▶ [STATED EXERCISE]:
Transcribe the material verbatim in full; the pictures do not belong in the copy.

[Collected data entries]
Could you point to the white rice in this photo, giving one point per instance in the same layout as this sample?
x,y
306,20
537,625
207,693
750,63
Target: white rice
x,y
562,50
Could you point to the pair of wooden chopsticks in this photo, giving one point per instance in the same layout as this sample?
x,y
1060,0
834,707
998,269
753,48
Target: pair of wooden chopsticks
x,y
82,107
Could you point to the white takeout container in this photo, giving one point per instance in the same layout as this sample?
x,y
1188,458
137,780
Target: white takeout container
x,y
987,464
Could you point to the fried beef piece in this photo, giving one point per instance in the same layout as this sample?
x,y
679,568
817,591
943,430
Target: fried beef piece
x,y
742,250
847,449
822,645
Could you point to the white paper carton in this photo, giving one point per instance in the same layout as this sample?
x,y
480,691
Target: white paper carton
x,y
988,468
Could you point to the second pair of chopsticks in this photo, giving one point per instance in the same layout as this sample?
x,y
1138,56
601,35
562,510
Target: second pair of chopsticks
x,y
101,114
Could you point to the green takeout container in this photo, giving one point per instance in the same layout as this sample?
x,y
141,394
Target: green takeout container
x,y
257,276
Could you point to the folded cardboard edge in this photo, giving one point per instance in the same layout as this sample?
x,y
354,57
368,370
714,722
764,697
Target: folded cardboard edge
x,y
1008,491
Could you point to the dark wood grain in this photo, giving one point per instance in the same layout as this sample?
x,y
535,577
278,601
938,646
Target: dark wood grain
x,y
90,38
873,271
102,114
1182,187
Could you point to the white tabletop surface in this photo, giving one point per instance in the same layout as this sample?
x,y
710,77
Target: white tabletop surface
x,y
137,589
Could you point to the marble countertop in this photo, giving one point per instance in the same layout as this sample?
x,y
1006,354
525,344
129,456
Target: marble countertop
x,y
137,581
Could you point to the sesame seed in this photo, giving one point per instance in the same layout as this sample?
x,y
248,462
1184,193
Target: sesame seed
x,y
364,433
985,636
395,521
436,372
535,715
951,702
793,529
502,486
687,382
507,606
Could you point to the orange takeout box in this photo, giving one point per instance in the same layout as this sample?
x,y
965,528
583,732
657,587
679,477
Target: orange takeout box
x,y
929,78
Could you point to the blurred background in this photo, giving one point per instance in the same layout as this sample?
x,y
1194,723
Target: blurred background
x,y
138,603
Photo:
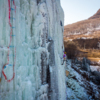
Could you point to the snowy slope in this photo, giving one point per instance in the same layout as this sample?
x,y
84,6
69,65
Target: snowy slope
x,y
35,50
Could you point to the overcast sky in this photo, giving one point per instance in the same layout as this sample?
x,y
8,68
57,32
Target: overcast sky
x,y
77,10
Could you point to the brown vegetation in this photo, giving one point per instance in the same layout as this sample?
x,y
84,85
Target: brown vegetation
x,y
71,49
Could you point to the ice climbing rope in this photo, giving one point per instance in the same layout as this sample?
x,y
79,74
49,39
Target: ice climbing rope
x,y
9,46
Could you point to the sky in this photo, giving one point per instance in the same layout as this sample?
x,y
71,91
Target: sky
x,y
77,10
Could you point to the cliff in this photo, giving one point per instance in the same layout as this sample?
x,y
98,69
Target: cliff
x,y
31,48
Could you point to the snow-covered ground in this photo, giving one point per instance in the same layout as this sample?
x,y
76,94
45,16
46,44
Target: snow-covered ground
x,y
34,30
95,68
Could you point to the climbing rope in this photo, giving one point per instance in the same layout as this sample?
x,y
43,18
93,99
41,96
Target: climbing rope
x,y
9,46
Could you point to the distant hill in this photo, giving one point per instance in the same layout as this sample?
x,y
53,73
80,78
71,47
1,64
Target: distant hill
x,y
85,29
95,16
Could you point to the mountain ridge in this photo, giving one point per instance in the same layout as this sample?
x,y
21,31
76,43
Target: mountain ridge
x,y
88,28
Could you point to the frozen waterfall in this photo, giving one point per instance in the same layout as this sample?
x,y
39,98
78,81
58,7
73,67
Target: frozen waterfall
x,y
31,48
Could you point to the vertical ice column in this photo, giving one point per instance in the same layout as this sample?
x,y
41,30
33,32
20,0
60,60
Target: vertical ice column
x,y
38,37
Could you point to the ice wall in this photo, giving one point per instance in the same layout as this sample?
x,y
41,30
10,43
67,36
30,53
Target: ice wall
x,y
36,48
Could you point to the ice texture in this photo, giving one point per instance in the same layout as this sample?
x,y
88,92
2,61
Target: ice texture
x,y
38,39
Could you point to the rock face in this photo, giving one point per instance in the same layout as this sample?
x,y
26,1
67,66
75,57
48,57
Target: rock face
x,y
31,47
82,85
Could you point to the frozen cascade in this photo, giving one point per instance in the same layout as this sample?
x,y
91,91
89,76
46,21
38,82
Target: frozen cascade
x,y
37,36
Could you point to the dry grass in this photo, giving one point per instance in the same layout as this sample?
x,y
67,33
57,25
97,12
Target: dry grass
x,y
94,59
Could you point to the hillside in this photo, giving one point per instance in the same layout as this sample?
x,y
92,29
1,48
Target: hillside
x,y
89,28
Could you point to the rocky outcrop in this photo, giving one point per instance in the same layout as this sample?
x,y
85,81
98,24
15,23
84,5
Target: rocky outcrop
x,y
79,84
32,58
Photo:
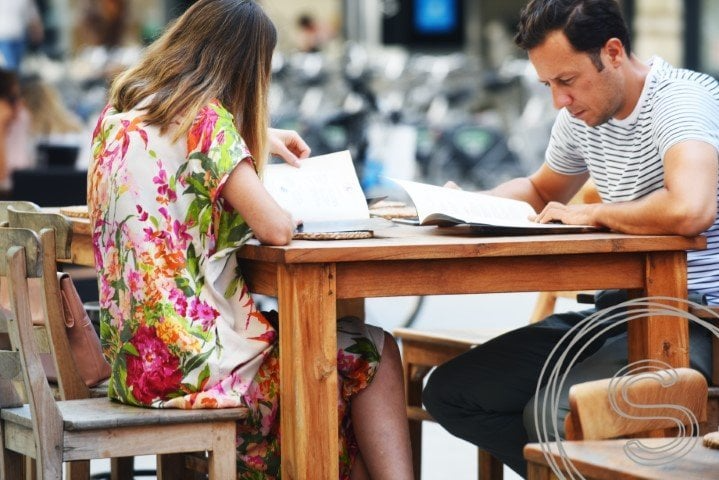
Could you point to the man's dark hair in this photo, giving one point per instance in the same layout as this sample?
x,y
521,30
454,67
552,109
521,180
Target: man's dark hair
x,y
587,24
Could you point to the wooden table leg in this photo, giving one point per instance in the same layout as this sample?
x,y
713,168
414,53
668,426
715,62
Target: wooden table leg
x,y
308,371
663,338
536,471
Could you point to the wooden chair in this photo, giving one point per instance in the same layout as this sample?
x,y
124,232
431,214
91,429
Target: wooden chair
x,y
56,237
593,417
53,432
17,205
423,350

▶ [RESPONSE TO THE EXERCISE]:
Could you point to the white rice in this photo, giving one point per instance in the same layout as this sample?
x,y
306,20
537,625
207,693
750,63
Target: white rice
x,y
562,50
Could you point to the pair of wooden chopsticks in this photo, giving one point per instance in the same layout as this sample?
x,y
1060,0
834,707
998,269
753,48
Target: pair of wooden chopsticks
x,y
82,107
Could you point to the white takeout container in this photo, giving one point per instance in the same layout as this sample?
x,y
1188,458
137,780
Target: white takeout container
x,y
987,464
Could you point to the fried beef piece in this photo, giving one point per instance in the same layout as this sample?
x,y
679,568
817,591
943,430
Target: fried beef piece
x,y
742,250
847,449
822,645
Could you point to the white paper carton in this photo, giving one point per instance in the same layout as this sample?
x,y
480,691
Target: white paper carton
x,y
988,468
Could you point to the second pair of chopsticks in this photo, giving one point per instance in the same layout as this sample?
x,y
1138,56
601,35
562,510
Target: second pair of chopsticks
x,y
101,114
Could you point to the green takeout container in this photo, giving one point per instance in the same layout as this sample?
x,y
141,394
Target: green takeout container
x,y
257,276
Could you point to the folded cardboard edge in this photo, giving one point per instance in the same layout as this sample?
x,y
354,57
368,370
714,722
764,697
Target: folded cardboard edge
x,y
1008,491
Could you point to the dark wood grain in this photo, giving one point per instance in the same layout as this sample?
x,y
535,577
278,601
938,646
Target: dark wood grain
x,y
90,38
873,271
102,114
1182,187
Could you point to the white tabletop surface in this photo, giving one point per instance in the same layout as this sample?
x,y
710,77
Target: white tabletop surface
x,y
137,589
Could you point to the marble countertop in this photo, giving one point per instance in the same layout as this sample?
x,y
1006,354
525,344
129,456
Target: marble countertop
x,y
137,581
Could you point to the sesame seed in this photo, giving one point per instance in the same layout as this sample?
x,y
248,462
1184,193
Target: sesame seed
x,y
364,433
985,636
395,521
436,372
535,715
951,702
793,529
502,486
687,382
507,606
Could you point to the orange takeout box in this photo, giving one point per instance in the same layout as this sample?
x,y
965,528
583,732
657,587
679,477
Target: orange takeout box
x,y
929,78
Could you point to the blurred background in this photo, giving one point per instance in the same layout as this sample?
x,y
1194,723
Target: blurred background
x,y
138,603
Photo:
Could you point to the snowy slope in this photo, giving one point per instance in the same layout as this sample?
x,y
84,6
69,65
Target: snowy slope
x,y
35,50
Could you point to the overcast sky in this photo, giving one point per instance in the same layout as this sample?
x,y
8,68
57,32
Target: overcast sky
x,y
77,10
Could you point to the brown vegetation in this photo, giving one point per instance in the same layout as this sample?
x,y
84,85
Target: brown vegetation
x,y
71,49
Could you point to the ice climbing rope in this photo, giving one point per instance in the same layout as this sample?
x,y
79,74
49,39
Target: ice climbing rope
x,y
9,46
Could you point to the sky in this photo, giving one point per instance in the same layout as this sample?
x,y
71,91
Target: sky
x,y
77,10
Could you point to the cliff in this photo, giving one point per instance in the same layout as this sample?
x,y
98,69
Target: cliff
x,y
31,48
Could you point to the snow-covered ground in this photo, giving one point per instance in the same layout as this sample?
x,y
76,94
45,16
46,44
Target: snow-covered ground
x,y
34,30
95,68
Could you point to the climbing rope in this photo, giving one point per instance in the same layout as this sample?
x,y
43,18
93,99
41,96
Target: climbing rope
x,y
9,46
Could you point to the distant hill in this photo, giving one point per instance in the same layout as this sample?
x,y
53,73
80,78
71,47
1,64
Target: distant hill
x,y
85,29
95,16
Could you point to the mountain ridge in this photo, giving one point per instance in the same layout as this sample?
x,y
21,31
76,43
Target: mountain ridge
x,y
88,28
Could you point to the frozen waterfall in this photo, giving one point per instance in the same layout as this sample?
x,y
39,98
78,81
58,7
73,67
Target: frozen waterfall
x,y
31,48
Could you point to the vertical ice column in this photo, giving one point per instance in the same layout as this sample?
x,y
41,30
33,32
20,0
60,60
Target: vertical ice column
x,y
38,37
Could you point to the ice wall in this photo, giving one point per instance in the same layout as this sample?
x,y
41,30
10,43
67,36
30,53
Target: ice wall
x,y
36,48
Could you point to the ice texture in this photo, giving one point per instance in the same layout as this sample?
x,y
88,92
2,61
Target: ice texture
x,y
38,39
Could you point to the rock face in this photo, giving one point per instance in the same layout as this sample?
x,y
26,1
67,66
75,57
48,57
Target: rock face
x,y
31,47
82,85
Could you point to the frozen cascade in this photo, giving one point per instance in the same layout as this sample?
x,y
91,91
89,76
46,21
38,82
Target: frozen cascade
x,y
37,36
Could you point to the dry grass in this photo, giving one point per instance in the same layout as this sample?
x,y
67,33
57,25
97,12
Target: dry grass
x,y
94,59
Could you point to the hillside in this photo, giving one point per instance in the same layout as this sample?
x,y
92,29
1,48
Target: hillside
x,y
89,28
Could you point to the rocky outcrop in this photo, giving one point per instance in the same layout as this sample?
x,y
85,81
98,24
15,23
84,5
Target: rocky outcrop
x,y
79,84
32,58
Photo:
Could you point to the man's dark hair in this photo, giving one point per instance in the same layout as this sample?
x,y
521,30
454,67
552,109
521,180
Target: man's dark hair
x,y
587,24
Could you point to the wooden table leg in this photo, giving one point per instance in the same layout as this sample?
x,y
713,168
414,53
668,426
715,62
Target: wooden table leg
x,y
308,371
663,338
536,471
Could you point to the wooden chair in this photo, giving one point per instance in the same layout as this sample?
x,y
124,232
431,214
91,429
Target: wooden chair
x,y
56,237
593,417
53,432
17,205
423,350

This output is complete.